### TASK DIRECTIONS
Extract every line starting at the line that contains "Task: point out each instance of the spectator" and ending with the final line of the data, inclusive; give only those lines, word for word.

☆ ☆ ☆ ☆

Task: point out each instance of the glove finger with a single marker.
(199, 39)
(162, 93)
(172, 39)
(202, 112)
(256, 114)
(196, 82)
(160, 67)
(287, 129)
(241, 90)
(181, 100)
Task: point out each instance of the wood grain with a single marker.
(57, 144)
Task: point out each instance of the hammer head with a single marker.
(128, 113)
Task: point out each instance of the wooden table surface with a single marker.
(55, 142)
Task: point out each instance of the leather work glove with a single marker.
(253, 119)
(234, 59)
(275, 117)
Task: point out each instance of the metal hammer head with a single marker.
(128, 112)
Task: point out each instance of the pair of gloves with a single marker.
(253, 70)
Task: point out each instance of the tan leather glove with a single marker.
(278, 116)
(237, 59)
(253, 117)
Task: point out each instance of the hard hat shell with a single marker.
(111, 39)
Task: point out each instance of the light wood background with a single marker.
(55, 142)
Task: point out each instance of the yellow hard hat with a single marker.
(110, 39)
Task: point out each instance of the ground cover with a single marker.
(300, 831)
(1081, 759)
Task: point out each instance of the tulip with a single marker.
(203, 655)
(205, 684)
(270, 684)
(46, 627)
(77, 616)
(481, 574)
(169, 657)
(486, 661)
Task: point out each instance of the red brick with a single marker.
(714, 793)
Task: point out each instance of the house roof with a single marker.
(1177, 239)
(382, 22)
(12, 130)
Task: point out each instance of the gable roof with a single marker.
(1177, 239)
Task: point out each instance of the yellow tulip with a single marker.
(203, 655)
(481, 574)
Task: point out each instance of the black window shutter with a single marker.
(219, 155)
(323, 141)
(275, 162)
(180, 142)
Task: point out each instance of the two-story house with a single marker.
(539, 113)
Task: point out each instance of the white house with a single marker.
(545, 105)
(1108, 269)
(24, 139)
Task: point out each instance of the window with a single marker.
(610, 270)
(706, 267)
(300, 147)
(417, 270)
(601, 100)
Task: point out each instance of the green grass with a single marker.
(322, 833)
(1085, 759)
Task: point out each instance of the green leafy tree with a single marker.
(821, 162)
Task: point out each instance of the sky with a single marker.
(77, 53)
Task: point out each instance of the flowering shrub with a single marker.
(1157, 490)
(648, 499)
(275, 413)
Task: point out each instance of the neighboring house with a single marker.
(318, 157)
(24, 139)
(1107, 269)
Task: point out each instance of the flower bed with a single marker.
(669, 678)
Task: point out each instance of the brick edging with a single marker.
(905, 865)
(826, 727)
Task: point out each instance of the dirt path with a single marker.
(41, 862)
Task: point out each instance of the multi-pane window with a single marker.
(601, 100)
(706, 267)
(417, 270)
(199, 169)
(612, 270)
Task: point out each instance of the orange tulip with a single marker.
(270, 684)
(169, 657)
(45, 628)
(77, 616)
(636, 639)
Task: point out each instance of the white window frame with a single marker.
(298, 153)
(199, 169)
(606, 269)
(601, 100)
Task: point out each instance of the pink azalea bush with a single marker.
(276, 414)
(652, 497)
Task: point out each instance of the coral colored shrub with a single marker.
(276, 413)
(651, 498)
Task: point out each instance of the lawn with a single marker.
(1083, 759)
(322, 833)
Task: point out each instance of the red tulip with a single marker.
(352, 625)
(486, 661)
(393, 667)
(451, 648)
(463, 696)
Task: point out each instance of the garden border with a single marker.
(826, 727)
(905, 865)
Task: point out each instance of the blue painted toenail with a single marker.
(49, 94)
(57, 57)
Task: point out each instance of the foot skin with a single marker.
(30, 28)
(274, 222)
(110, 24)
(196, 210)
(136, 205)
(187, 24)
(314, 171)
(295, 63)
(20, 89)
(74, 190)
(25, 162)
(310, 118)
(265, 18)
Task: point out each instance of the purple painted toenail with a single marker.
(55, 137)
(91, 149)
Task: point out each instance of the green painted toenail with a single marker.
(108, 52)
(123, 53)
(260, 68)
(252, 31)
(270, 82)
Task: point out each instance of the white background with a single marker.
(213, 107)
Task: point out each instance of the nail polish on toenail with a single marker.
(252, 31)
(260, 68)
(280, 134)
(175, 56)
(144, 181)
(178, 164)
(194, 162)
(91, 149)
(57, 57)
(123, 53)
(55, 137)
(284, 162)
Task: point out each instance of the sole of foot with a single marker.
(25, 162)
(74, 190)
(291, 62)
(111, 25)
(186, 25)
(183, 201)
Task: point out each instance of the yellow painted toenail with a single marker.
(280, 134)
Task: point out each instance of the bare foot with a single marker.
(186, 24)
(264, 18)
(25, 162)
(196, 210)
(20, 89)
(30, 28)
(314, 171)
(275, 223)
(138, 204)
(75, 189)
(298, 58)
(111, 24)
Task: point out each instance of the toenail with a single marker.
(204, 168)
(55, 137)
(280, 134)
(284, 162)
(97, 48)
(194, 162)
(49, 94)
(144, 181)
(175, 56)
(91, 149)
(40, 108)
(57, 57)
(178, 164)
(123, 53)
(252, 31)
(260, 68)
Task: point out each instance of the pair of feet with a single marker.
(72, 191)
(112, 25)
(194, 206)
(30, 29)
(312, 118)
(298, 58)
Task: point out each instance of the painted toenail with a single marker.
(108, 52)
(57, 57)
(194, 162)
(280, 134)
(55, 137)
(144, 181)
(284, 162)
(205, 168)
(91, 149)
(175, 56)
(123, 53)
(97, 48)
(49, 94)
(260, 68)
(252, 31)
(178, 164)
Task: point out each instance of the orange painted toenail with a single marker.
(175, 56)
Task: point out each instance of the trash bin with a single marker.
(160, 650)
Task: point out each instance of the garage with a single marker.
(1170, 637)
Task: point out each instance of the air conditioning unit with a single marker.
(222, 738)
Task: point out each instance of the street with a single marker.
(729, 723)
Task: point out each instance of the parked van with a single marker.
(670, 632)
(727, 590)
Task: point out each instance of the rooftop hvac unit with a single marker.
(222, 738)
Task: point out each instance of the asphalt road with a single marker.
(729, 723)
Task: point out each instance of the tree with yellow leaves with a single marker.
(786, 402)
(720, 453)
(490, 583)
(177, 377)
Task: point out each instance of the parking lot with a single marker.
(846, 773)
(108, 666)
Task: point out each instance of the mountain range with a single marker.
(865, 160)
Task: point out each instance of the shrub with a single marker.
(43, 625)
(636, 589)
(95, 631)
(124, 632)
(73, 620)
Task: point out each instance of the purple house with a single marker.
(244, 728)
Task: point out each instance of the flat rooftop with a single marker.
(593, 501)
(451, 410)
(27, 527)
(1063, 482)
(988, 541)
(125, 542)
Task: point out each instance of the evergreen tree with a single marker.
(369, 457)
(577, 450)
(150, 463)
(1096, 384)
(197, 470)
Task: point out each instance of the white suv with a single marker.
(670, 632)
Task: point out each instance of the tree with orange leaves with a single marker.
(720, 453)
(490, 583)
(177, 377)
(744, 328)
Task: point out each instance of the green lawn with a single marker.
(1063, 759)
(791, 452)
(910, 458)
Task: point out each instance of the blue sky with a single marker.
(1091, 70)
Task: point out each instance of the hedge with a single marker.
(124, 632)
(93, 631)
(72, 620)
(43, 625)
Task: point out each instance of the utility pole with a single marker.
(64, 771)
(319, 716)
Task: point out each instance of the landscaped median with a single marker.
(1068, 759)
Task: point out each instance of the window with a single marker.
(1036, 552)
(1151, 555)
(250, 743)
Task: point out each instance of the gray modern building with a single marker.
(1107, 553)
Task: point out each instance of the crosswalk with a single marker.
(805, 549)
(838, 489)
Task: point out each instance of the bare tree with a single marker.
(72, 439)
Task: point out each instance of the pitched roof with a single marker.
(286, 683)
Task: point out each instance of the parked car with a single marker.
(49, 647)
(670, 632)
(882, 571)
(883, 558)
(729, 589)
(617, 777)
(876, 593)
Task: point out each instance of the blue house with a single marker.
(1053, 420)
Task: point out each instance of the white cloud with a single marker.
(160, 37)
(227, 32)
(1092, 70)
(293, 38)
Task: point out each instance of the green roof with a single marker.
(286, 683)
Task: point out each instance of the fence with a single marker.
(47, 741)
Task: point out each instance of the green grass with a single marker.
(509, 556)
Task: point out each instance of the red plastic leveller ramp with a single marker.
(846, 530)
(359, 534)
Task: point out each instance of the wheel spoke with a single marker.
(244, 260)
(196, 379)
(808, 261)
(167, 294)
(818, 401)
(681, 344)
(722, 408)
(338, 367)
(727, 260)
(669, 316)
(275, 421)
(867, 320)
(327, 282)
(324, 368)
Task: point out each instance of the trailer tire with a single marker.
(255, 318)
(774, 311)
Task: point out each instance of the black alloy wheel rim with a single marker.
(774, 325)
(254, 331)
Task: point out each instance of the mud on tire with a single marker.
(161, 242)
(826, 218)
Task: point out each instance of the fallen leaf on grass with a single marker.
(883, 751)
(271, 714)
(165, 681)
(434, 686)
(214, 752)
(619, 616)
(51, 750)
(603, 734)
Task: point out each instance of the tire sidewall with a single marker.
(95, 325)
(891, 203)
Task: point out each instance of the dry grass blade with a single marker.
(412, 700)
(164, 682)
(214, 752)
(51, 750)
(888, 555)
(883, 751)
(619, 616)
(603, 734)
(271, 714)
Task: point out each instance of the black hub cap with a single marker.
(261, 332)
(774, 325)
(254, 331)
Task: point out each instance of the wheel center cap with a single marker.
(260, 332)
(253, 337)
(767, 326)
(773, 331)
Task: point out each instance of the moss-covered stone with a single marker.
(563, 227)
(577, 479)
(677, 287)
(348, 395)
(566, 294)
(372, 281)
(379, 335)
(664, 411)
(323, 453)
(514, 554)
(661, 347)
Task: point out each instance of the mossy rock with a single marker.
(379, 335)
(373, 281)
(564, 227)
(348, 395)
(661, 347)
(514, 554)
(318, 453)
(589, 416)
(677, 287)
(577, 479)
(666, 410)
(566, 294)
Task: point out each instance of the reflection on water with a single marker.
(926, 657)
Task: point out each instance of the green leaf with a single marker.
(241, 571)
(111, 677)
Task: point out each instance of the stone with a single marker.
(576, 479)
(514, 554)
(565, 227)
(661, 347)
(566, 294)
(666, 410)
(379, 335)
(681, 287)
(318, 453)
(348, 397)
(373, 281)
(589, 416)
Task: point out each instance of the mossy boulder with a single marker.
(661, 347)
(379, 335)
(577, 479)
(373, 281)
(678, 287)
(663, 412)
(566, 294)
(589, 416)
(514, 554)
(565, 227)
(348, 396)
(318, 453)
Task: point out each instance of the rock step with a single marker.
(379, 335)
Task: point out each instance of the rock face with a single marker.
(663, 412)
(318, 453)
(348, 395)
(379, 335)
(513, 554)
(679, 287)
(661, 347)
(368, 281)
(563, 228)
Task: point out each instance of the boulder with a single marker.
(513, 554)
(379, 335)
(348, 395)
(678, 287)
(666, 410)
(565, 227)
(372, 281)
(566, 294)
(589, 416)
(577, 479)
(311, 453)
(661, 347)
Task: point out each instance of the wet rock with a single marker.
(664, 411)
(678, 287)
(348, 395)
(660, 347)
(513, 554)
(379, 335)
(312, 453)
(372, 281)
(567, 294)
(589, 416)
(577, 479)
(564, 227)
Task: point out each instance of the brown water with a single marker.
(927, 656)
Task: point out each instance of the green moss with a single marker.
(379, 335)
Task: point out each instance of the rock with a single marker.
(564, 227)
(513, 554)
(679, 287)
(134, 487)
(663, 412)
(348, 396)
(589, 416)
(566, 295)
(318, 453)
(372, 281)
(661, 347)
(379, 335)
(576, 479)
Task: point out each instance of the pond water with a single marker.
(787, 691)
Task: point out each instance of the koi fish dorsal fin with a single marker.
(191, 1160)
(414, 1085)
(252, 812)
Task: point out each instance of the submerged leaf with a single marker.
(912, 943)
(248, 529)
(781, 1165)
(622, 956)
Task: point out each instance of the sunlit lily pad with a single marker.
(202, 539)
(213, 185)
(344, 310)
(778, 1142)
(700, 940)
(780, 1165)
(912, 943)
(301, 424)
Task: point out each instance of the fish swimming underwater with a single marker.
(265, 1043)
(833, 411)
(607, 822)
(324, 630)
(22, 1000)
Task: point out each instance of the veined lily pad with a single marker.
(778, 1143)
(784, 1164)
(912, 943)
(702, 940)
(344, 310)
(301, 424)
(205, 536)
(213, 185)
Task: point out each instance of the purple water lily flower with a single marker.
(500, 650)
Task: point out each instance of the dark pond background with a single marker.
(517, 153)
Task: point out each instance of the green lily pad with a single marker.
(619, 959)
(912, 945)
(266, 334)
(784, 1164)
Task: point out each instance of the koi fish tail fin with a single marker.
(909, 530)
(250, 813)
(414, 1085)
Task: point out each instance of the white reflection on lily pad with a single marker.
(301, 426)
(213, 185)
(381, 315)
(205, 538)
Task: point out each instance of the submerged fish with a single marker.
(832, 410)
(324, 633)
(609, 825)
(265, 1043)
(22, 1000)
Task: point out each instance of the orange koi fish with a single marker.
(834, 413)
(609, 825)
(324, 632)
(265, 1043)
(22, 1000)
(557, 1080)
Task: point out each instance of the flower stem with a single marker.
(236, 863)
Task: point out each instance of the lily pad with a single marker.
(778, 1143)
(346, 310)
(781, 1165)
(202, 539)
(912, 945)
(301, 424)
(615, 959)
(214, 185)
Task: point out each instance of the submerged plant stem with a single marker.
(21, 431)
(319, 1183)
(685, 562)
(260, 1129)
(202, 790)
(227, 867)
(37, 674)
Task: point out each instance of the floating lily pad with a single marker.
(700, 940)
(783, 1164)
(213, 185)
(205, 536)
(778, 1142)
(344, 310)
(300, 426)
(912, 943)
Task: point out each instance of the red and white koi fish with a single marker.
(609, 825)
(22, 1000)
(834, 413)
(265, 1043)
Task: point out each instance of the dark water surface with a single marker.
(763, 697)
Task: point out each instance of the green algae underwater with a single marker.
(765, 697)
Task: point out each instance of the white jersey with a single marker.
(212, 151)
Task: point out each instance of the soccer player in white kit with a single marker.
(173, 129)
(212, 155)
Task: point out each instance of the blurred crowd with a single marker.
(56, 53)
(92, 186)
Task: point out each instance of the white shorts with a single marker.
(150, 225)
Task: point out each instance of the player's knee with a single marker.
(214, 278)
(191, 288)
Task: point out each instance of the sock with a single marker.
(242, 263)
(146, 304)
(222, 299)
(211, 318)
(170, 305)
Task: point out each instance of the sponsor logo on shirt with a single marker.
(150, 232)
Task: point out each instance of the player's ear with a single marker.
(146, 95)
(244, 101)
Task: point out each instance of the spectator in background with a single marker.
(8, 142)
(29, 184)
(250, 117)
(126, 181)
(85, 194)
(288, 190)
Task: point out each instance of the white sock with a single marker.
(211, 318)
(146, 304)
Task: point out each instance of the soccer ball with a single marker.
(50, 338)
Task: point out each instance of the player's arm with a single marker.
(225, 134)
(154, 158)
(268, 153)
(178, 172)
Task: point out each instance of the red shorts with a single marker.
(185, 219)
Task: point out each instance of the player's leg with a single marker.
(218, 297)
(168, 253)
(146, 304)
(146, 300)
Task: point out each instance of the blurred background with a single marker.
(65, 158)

☆ ☆ ☆ ☆

### WRITTEN SOLUTION
Task: point out each instance of the spectator in background with a single marker.
(8, 142)
(29, 184)
(250, 117)
(126, 181)
(85, 194)
(288, 190)
Task: point out each instance of the white sock with a single marker.
(211, 318)
(146, 304)
Task: point out each instance of the soccer ball with a single marker.
(50, 338)
Task: point out each instance of the player's arm with a single marker.
(225, 134)
(154, 158)
(268, 153)
(178, 172)
Task: point out each instance of the red shorts with a single marker.
(185, 219)
Task: point out each instance of the player's leg with a single marker.
(218, 297)
(168, 253)
(146, 304)
(146, 300)
Task: point out each instance of the blurred background with a single marker.
(65, 158)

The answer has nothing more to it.